## [EXERCISE PROMPT]
Take the entries below and print, exactly, the stretch from the line containing "instance like [63,252]." through the line containing "instance like [487,106].", both included.

## [TASK MATERIAL]

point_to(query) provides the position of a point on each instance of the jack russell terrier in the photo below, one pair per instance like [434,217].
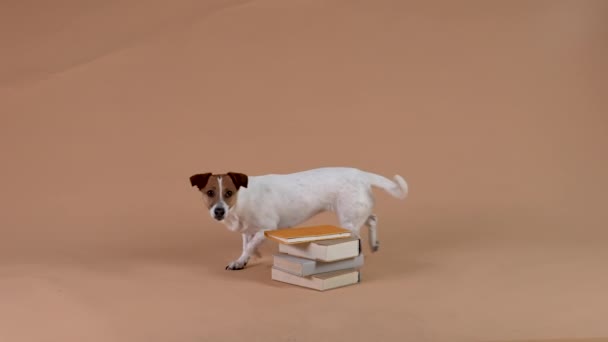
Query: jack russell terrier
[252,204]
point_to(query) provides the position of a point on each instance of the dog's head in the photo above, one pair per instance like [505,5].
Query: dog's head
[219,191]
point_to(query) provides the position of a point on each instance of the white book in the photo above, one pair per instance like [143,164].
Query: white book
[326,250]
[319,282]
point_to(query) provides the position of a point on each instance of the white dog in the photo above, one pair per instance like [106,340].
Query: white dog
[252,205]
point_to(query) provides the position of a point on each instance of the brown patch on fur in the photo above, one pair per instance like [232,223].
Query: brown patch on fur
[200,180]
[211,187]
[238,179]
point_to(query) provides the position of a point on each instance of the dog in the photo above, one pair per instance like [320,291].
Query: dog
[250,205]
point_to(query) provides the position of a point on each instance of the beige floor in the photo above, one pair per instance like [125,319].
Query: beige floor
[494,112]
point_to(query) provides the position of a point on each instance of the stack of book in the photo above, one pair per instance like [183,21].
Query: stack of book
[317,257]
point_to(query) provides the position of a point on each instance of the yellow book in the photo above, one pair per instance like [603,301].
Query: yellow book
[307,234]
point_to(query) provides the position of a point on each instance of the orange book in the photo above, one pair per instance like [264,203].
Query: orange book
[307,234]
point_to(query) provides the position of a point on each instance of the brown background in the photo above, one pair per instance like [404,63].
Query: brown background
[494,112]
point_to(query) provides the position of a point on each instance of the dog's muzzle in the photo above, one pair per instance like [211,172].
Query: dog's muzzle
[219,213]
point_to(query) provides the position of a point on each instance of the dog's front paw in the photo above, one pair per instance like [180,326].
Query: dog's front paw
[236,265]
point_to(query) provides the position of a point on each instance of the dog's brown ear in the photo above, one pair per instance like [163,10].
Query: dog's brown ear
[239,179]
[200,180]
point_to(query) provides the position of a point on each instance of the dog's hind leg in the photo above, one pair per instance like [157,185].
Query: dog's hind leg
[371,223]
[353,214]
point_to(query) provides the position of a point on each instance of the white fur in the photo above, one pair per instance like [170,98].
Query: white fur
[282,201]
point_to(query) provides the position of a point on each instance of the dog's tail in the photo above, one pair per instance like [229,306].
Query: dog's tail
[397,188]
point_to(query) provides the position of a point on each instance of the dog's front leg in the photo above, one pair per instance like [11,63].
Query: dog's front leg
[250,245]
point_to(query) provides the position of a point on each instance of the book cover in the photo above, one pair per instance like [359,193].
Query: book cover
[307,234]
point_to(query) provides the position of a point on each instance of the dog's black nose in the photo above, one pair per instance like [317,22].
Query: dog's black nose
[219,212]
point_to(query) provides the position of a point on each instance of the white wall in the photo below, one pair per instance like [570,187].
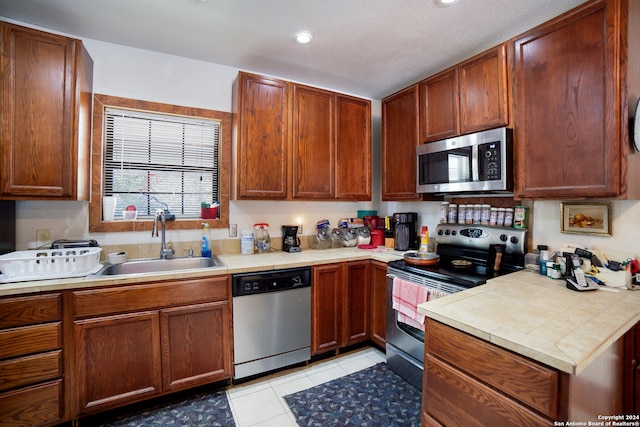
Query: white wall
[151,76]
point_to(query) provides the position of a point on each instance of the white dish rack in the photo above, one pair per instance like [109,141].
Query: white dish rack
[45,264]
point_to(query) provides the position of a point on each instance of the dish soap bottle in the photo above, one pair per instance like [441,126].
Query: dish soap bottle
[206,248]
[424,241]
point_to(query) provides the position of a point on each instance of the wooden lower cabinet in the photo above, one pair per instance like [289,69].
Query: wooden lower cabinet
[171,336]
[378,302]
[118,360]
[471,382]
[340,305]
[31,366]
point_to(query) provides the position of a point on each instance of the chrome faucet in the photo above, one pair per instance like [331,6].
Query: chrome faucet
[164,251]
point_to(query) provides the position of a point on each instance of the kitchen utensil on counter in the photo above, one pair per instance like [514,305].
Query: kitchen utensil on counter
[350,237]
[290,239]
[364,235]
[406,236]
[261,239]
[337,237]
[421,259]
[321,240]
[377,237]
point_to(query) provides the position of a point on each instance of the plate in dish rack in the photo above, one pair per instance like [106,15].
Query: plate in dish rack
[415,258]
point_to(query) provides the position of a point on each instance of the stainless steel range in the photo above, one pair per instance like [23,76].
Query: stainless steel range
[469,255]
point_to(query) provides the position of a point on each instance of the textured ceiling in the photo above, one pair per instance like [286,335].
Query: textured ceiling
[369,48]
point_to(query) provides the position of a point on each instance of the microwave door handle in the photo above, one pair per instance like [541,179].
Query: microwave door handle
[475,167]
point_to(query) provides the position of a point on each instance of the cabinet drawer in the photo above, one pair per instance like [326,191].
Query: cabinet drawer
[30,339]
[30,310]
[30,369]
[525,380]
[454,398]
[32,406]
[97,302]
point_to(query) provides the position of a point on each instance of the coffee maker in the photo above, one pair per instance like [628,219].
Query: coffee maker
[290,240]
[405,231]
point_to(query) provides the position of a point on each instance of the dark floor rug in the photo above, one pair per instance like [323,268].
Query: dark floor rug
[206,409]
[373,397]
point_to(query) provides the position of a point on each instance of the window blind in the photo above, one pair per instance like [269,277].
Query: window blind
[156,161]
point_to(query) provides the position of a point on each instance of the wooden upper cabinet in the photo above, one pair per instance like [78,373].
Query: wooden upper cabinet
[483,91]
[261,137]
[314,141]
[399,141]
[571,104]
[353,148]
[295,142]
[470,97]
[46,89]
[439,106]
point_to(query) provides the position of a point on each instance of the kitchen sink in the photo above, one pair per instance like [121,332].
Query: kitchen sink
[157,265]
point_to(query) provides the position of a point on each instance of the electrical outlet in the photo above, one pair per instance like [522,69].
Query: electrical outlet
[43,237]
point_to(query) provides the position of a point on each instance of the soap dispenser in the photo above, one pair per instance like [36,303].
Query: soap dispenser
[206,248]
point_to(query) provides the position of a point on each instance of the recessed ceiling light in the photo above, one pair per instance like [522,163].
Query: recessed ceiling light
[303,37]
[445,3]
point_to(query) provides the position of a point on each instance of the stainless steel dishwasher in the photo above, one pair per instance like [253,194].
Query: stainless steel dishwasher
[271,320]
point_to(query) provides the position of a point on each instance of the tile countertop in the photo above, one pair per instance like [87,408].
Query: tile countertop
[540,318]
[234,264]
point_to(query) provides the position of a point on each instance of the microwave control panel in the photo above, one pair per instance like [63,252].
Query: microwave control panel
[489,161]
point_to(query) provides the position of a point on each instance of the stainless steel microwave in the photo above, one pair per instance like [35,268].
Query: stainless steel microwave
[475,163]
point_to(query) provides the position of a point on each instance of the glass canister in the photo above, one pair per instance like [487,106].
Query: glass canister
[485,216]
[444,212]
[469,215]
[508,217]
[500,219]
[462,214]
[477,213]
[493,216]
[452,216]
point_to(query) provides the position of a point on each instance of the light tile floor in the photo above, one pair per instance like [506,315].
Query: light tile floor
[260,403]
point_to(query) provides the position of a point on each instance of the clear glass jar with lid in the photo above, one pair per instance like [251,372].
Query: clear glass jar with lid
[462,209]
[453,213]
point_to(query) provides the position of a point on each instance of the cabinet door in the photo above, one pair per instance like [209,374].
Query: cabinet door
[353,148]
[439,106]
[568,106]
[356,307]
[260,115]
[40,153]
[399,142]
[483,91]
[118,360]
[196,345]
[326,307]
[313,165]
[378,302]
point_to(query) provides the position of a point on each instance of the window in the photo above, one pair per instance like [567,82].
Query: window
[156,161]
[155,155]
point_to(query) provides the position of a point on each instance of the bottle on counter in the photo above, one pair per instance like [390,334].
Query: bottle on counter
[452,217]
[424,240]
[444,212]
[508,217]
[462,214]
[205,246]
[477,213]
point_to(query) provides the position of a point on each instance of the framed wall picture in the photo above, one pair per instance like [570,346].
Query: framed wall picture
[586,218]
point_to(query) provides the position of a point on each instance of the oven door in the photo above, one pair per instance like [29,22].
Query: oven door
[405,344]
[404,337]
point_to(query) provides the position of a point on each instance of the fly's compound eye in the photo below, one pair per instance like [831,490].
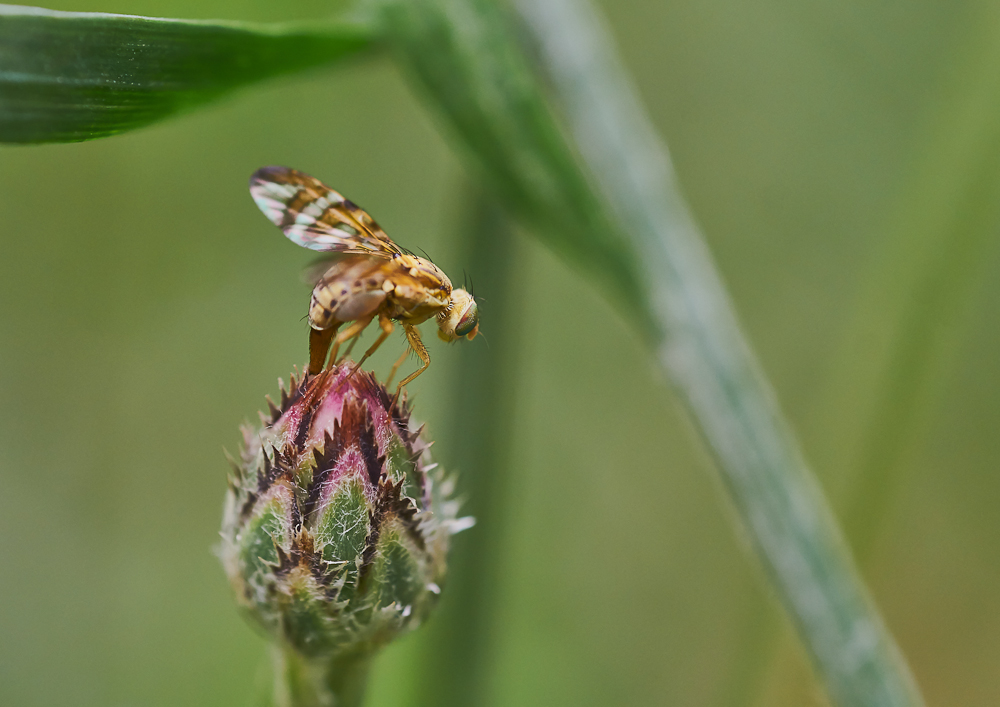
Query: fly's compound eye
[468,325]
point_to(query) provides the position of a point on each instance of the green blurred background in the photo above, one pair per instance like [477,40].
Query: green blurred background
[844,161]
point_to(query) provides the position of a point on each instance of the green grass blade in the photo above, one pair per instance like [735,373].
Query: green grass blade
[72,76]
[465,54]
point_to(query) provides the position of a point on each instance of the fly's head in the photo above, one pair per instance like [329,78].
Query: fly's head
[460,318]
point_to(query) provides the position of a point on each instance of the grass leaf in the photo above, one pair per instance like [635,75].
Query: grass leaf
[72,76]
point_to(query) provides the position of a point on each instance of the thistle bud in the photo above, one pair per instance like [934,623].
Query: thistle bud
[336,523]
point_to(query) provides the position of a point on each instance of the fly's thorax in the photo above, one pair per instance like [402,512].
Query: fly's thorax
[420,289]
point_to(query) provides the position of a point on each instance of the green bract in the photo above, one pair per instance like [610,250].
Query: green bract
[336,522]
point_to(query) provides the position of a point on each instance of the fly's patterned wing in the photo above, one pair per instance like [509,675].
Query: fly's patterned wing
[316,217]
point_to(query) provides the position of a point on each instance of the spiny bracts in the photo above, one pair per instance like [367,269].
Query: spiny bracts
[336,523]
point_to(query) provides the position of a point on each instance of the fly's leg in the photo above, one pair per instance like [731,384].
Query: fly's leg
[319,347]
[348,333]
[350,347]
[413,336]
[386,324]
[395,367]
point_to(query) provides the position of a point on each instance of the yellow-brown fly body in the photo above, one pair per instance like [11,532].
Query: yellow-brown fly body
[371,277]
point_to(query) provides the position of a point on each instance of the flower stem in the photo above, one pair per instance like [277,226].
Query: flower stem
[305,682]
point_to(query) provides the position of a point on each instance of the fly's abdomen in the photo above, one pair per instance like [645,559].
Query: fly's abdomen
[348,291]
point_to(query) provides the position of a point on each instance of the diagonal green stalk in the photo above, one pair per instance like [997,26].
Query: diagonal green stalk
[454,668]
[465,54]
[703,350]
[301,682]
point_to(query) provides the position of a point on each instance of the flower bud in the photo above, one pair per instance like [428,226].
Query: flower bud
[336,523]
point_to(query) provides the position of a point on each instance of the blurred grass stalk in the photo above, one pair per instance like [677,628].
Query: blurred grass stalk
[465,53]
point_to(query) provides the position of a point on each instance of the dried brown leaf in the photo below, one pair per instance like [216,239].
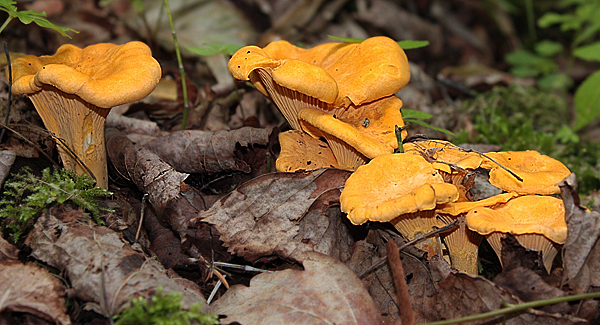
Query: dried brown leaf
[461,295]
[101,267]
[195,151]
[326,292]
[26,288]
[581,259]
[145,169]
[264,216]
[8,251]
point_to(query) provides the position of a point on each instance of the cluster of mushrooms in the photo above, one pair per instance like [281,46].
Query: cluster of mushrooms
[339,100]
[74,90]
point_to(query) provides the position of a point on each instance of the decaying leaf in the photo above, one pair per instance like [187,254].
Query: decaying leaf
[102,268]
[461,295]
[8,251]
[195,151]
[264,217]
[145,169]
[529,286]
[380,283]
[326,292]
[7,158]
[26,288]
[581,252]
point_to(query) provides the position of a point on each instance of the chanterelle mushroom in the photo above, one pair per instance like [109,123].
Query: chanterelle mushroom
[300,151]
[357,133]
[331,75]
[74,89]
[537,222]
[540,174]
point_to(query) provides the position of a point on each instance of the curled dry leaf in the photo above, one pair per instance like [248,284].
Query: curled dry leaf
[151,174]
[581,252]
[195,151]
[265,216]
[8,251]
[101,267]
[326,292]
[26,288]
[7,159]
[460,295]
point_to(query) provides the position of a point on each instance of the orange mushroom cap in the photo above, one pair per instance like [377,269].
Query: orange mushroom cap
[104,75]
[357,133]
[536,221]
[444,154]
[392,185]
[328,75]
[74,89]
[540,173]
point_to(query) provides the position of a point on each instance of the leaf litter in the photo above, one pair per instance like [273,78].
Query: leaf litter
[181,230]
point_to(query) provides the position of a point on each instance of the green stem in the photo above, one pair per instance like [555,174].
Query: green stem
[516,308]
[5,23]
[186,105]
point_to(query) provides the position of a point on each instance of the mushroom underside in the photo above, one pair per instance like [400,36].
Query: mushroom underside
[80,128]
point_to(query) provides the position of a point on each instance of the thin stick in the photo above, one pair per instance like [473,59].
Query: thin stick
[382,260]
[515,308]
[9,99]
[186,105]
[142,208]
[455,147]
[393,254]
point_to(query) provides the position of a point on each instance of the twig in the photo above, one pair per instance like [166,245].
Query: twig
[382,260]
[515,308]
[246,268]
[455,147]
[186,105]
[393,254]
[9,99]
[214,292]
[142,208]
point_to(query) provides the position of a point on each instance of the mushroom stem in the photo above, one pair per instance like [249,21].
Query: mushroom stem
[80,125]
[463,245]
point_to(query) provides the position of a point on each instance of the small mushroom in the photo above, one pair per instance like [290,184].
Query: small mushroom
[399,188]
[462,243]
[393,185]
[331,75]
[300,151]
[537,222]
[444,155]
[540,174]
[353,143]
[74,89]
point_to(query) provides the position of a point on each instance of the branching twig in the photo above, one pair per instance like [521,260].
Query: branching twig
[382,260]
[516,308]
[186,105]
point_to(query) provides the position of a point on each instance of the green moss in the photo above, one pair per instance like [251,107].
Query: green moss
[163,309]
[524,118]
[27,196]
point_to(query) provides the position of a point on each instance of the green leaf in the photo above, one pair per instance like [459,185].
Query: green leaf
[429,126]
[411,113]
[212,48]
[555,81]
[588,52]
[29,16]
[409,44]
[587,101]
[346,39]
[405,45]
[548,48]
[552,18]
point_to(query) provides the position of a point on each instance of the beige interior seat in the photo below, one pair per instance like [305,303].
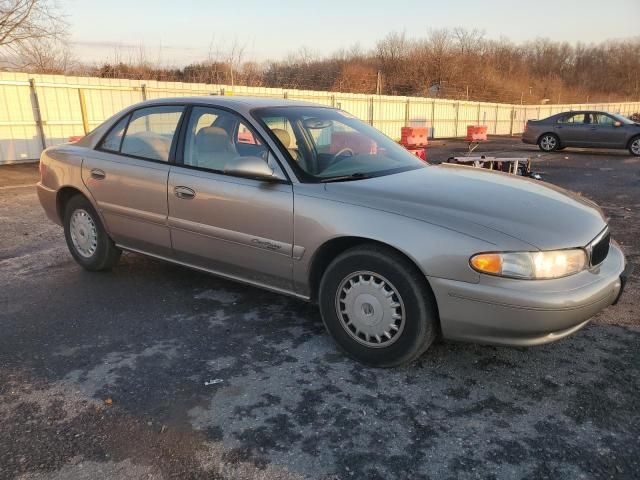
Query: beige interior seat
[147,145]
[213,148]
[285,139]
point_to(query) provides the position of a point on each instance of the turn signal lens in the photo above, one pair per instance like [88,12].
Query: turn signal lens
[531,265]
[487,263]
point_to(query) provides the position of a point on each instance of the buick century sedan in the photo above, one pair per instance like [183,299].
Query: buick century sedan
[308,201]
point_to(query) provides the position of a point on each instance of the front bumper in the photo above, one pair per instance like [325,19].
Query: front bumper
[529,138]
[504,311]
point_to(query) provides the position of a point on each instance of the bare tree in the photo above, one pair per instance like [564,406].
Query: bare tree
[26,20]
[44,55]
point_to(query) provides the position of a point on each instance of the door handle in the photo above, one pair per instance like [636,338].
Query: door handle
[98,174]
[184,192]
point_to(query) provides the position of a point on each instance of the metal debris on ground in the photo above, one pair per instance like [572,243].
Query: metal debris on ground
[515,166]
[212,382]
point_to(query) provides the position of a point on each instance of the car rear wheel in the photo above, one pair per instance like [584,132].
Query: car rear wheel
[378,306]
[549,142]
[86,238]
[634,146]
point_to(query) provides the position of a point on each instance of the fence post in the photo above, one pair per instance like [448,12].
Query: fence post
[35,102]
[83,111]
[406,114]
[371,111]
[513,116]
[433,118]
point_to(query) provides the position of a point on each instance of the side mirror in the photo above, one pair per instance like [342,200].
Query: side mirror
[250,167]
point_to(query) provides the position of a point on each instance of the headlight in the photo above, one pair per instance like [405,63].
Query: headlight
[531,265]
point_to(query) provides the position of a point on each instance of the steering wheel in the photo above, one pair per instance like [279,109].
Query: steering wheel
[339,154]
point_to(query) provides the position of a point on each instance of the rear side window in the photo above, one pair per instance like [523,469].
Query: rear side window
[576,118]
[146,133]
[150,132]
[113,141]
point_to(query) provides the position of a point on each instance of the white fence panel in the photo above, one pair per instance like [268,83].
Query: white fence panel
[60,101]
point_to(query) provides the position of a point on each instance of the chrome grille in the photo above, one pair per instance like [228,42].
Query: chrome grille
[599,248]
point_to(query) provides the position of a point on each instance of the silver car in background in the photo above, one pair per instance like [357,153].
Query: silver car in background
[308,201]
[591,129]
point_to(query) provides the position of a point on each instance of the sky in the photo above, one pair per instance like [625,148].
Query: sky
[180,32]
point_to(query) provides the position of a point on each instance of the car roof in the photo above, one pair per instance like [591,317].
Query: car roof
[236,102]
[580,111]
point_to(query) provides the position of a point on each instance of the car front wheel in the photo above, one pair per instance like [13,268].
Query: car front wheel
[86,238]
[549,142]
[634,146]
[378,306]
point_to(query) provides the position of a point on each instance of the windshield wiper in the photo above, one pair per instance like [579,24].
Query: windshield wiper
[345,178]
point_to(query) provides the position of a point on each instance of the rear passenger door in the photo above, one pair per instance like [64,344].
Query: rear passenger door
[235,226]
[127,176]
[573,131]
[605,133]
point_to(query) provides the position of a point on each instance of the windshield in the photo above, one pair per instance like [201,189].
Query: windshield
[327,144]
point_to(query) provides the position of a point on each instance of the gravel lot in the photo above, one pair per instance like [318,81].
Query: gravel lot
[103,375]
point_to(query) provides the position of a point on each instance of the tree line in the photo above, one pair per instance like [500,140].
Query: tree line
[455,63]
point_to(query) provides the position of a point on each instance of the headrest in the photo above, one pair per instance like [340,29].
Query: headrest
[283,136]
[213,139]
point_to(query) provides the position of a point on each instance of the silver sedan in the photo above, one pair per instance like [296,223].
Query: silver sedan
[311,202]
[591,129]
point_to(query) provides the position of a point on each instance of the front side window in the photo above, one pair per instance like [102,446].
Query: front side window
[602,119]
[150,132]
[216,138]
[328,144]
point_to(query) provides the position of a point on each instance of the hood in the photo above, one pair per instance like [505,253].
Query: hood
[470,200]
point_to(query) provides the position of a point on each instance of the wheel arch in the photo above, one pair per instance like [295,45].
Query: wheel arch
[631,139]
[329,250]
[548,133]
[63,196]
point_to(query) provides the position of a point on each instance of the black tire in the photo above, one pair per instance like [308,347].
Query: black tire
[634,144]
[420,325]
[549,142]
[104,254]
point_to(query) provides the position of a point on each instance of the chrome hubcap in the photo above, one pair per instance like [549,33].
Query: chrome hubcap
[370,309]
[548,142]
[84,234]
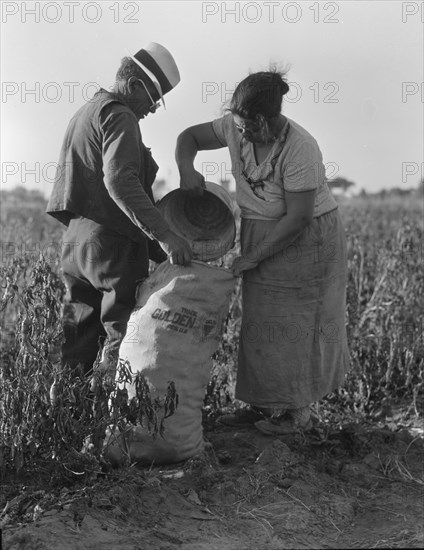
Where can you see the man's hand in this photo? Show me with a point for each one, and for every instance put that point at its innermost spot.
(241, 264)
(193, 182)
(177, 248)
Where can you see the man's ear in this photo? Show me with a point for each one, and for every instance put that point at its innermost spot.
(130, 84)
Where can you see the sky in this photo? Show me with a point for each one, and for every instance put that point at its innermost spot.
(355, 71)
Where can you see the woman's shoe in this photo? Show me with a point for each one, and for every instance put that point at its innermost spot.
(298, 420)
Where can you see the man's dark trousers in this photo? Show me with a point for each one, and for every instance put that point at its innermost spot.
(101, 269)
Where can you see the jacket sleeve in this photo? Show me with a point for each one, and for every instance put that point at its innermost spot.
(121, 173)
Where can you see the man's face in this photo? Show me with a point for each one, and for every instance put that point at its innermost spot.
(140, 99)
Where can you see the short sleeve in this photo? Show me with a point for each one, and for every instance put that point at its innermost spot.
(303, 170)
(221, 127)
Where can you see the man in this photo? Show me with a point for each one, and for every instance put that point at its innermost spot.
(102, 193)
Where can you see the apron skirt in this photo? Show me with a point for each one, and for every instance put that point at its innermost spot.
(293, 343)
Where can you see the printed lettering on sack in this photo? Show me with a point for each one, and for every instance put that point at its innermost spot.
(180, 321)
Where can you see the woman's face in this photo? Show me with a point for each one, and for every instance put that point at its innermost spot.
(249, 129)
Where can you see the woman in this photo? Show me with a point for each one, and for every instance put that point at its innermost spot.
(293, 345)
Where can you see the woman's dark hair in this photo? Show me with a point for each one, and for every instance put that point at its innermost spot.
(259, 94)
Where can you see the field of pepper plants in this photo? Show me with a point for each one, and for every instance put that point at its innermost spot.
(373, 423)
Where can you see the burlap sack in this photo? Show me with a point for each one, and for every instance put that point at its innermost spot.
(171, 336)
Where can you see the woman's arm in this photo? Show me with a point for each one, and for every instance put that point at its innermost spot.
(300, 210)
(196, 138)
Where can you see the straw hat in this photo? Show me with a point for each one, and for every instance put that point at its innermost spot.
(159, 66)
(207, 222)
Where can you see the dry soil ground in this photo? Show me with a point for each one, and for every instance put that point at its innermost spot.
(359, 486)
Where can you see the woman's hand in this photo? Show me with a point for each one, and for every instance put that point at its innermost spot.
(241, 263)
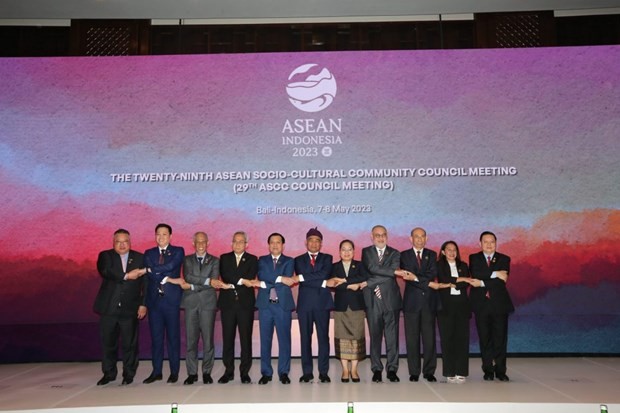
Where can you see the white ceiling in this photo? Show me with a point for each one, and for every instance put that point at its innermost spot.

## [RESPONSE AREA]
point_to(query) provides the position of a point on each instance of the microwave control panel in the photo above, one pair per instance like [63,252].
Query: microwave control panel
[489,161]
point_to(query) provides the position of a point on each instance of the stainless steel microwave in the photo above, one pair per instance like [35,268].
Query: stainless steel microwave
[475,163]
point_to(query) provides the position of a point on each instance of the glass canister in the photo above, one pair per instance like [487,106].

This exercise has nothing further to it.